Pointing dataset excerpts:
>>>
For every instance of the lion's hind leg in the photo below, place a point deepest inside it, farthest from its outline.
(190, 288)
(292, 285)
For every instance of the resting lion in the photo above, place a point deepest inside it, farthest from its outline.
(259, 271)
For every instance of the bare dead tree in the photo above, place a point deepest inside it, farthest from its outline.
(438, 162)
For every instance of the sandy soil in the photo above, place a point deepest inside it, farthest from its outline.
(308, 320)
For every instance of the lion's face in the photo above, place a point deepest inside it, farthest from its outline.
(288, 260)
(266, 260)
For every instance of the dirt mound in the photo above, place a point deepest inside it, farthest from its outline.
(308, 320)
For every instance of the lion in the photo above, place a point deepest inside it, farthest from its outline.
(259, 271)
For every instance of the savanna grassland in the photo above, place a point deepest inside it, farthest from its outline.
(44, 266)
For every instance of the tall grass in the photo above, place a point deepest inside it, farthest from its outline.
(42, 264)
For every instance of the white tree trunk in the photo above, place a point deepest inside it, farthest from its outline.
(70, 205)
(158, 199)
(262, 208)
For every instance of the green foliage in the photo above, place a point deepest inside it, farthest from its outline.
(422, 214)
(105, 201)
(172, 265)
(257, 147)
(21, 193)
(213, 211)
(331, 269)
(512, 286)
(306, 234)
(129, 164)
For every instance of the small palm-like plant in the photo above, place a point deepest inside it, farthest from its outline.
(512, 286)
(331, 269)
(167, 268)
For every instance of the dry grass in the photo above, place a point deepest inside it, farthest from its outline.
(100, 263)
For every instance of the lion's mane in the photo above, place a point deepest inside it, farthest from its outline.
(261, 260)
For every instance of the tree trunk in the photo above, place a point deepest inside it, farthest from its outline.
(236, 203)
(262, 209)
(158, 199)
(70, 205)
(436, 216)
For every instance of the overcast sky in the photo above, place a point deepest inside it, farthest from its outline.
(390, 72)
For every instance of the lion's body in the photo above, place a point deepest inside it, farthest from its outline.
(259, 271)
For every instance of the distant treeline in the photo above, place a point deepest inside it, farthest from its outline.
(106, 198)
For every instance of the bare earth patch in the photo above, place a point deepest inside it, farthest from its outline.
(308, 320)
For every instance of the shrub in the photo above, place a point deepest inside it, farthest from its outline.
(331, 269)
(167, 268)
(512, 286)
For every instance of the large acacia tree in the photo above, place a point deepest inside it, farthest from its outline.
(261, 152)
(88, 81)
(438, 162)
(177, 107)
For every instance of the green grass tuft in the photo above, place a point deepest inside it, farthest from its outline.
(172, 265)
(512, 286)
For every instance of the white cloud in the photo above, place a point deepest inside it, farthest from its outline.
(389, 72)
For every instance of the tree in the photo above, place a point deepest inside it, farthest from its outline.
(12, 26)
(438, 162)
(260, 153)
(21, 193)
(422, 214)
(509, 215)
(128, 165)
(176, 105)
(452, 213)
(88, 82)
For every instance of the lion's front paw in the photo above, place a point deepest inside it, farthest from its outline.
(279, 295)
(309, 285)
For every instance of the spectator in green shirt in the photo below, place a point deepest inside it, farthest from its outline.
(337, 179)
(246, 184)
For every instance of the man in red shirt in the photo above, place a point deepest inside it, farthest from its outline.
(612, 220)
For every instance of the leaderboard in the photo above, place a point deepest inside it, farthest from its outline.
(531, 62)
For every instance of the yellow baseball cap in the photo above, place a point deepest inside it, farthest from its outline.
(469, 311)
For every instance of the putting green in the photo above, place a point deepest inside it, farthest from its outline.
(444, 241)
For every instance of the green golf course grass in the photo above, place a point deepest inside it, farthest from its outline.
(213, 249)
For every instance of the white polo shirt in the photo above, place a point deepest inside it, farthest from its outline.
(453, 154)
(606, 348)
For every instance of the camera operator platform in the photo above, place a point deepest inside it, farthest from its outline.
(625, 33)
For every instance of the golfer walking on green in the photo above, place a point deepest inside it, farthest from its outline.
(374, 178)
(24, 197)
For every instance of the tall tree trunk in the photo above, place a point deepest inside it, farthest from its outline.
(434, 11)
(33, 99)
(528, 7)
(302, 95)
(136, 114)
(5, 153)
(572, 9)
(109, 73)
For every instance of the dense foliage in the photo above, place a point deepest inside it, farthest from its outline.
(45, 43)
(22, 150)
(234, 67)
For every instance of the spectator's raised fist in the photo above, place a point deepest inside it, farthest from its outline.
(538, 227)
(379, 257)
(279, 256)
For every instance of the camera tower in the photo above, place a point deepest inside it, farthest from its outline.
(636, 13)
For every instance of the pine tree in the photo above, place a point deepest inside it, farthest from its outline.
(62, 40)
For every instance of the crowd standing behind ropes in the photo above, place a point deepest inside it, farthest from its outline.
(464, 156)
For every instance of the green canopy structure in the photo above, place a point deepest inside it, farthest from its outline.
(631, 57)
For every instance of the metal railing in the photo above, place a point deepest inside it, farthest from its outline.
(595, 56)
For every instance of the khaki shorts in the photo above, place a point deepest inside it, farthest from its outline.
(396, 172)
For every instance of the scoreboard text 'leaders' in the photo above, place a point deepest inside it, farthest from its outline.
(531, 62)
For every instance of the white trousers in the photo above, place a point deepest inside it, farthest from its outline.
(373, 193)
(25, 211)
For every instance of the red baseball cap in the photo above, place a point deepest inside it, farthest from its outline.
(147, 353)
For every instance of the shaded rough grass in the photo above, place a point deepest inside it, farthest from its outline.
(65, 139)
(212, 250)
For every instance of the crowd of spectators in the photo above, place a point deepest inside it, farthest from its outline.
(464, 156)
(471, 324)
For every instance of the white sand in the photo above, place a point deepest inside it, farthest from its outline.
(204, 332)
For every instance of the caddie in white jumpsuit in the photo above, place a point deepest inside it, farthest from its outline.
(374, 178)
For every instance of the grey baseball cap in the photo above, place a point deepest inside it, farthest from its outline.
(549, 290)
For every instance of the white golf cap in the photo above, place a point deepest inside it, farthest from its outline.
<<<
WORK INSTRUCTIONS: Can you rewrite the data above with every "farthest from its outline" changed to "farthest from its boundary" and everything else left as it is?

EXERCISE RESULT:
For every instance of the lion's hind leg in the photo below, place a point deepest inside it, farthest from its boundary.
(190, 288)
(292, 285)
For every instance of the resting lion in the photo above, place a point deepest inside it, farthest from its boundary.
(259, 271)
For every instance of the bare dead tree in the photo above, place a point deepest inside it, farthest from its boundary.
(438, 162)
For every instance of the sandy soil in the photo above, place a point deepest inside it, farthest from its boundary.
(308, 320)
For every instance of the lion's face in the photo above, place a point deepest inside it, farthest from its boundary.
(288, 260)
(266, 260)
For every instance of the dirt mound in the photo above, place a point deepest inside it, farthest from its boundary.
(308, 320)
For every instance of the lion in the photo above, place a point deepest inside it, farthest from its boundary.
(259, 271)
For every instance of the savanna grassland in the photo above, place a point deepest inside it, farthest from its boundary.
(44, 266)
For every instance of the tall grass in the photo above, place a point deepest inside it, farthest from its boundary.
(42, 264)
For every instance of the white tree trunk in the photo above, place a point deepest inside it, farthest from its boundary.
(70, 205)
(158, 199)
(262, 208)
For every instance of the green foliage in the photo above, place a point deepest inside it, farthest from its boundary.
(422, 214)
(105, 201)
(172, 265)
(257, 147)
(21, 193)
(213, 211)
(331, 269)
(512, 286)
(306, 234)
(129, 164)
For every instance of the small palm-like plant in the photo above, place a point deepest inside it, farthest from its boundary.
(512, 286)
(331, 269)
(167, 268)
For every instance of the dry grass in the photo above, place a point deepest inside it, farthest from its boundary.
(100, 263)
For every instance of the lion's mane in the photo above, place a point deepest inside it, farthest from its boundary.
(261, 260)
For every instance of the tree trunk in the photo above, place a point deepest inside it, farthest from its boundary.
(236, 203)
(262, 209)
(158, 199)
(70, 205)
(436, 216)
For every instance of the overcast sky in the photo above, place a point deepest inside it, farthest from its boundary.
(390, 72)
For every instance of the lion's body in the photo above, place a point deepest inside it, farthest from its boundary.
(259, 271)
For every instance of the distant treeline in the photo above, place a point deepest inside it, farthest from its boundary.
(106, 198)
For every instance of the bare earth patch in the photo above, place a point deepest inside it, farthest from its boundary.
(308, 320)
For every instance of the shrub in the photo above, place a point deepest inside it, farthest from its boundary.
(331, 269)
(167, 268)
(512, 286)
For every instance of the large acacia tree in the photo above, place a point deepest inside it, farthest from its boundary.
(261, 152)
(88, 81)
(438, 162)
(177, 107)
For every instance of the green grass tuft in the photo above, place a point deepest inside it, farthest from its boundary.
(172, 265)
(512, 286)
For every instance of the white cloud in the photo above, place a point deepest inside it, farthest from its boundary.
(389, 72)
For every instance of the tree in the photo above, place a point deepest inside it, farthest from its boundary.
(12, 26)
(438, 162)
(260, 153)
(21, 193)
(422, 214)
(509, 215)
(128, 165)
(176, 105)
(452, 213)
(88, 82)
For every instance of the lion's front paw in the photo above, place a point deepest inside it, farthest from its boundary.
(279, 295)
(309, 285)
For every instance of the spectator in green shirt in the photo below, place a point deepest inside it, farthest from its boundary.
(337, 179)
(246, 184)
For every instance of the man in red shirt in the photo above, place a point deepest inside it, farthest from its boundary.
(612, 220)
For every instance of the leaderboard in the photo above, place a point deepest inside it, farthest from its boundary.
(531, 62)
For every instance of the yellow baseball cap in the photo above, place a point deepest inside it, farthest from its boundary.
(469, 311)
For every instance of the putting green in the photo above, place a point deepest inside it, farthest from its boundary.
(444, 241)
For every instance of the green golf course grass in the photo above, place a point deepest inside it, farthest from its boundary.
(213, 249)
For every instance of the white polo shirt in the photo above, place a point deepest inside it, farthest from its boundary.
(453, 154)
(606, 348)
For every instance of the camera operator platform in the photo above, place a point deepest inside it, farthest from its boundary.
(625, 33)
For every instance of the golfer walking on green in the photo above, place a point deepest inside it, farthest from its boundary.
(374, 178)
(24, 197)
For every instance of the tall tree trunk in the photo above, place a point deepest inside it, farthest from its boundary.
(434, 11)
(33, 99)
(528, 7)
(302, 95)
(136, 114)
(5, 153)
(572, 9)
(109, 73)
For every instance of the dense foliage in the photo above, place a point deepest inside it, farthest from its boundary.
(45, 43)
(22, 150)
(234, 67)
For every instance of the spectator's raised fist in the photo above, place a point deepest inside it, farthest from its boundary.
(538, 227)
(379, 257)
(279, 256)
For every instance of the camera tower in the photo above, place a point deepest inside it, farthest from its boundary.
(636, 13)
For every instance of the pine tree in the photo above, place a point deepest inside it, farthest from its boundary.
(62, 40)
For every instance of the crowd standing behind ropes in the photo above, place a point deepest inside it, farthest from its boundary.
(464, 156)
For every instance of the green canopy structure in the photo above, place a point deepest inside it, farthest from its boundary.
(631, 57)
For every instance of the metal railing in the photo above, place a point deepest inside it, farthest from its boundary.
(595, 56)
For every instance of the khaki shorts in the photo above, place a point deepest inside it, farthest from its boundary.
(396, 172)
For every instance of the scoreboard text 'leaders' in the photo above, place a point deepest inside it, farthest from its boundary.
(531, 62)
For every instance of the white trousers in the photo above, place a point deepest inside it, farthest from its boundary.
(373, 193)
(25, 211)
For every instance of the red baseball cap in the photo above, place a point deepest inside it, farthest from its boundary.
(147, 353)
For every instance of the shaded rough grass in the photo above, place a point deepest inside it, farthest from its boundary.
(65, 139)
(212, 250)
For every instance of the crowd of spectators in the photo above, place a point deepest inside it, farthest from its boundary.
(464, 156)
(471, 324)
For every instance of the white sand in the photo above, place a point deepest inside it, farthest from its boundary.
(204, 332)
For every instance of the caddie in white jumpsuit in the photo above, place a point deepest inside it, farthest from its boundary.
(374, 178)
For every instance of the grey baseball cap in the photo above, place a point deepest inside it, farthest from its boundary.
(549, 290)
For every instance of the white golf cap in the photo above, place a point deepest inside it, farthest from its boundary.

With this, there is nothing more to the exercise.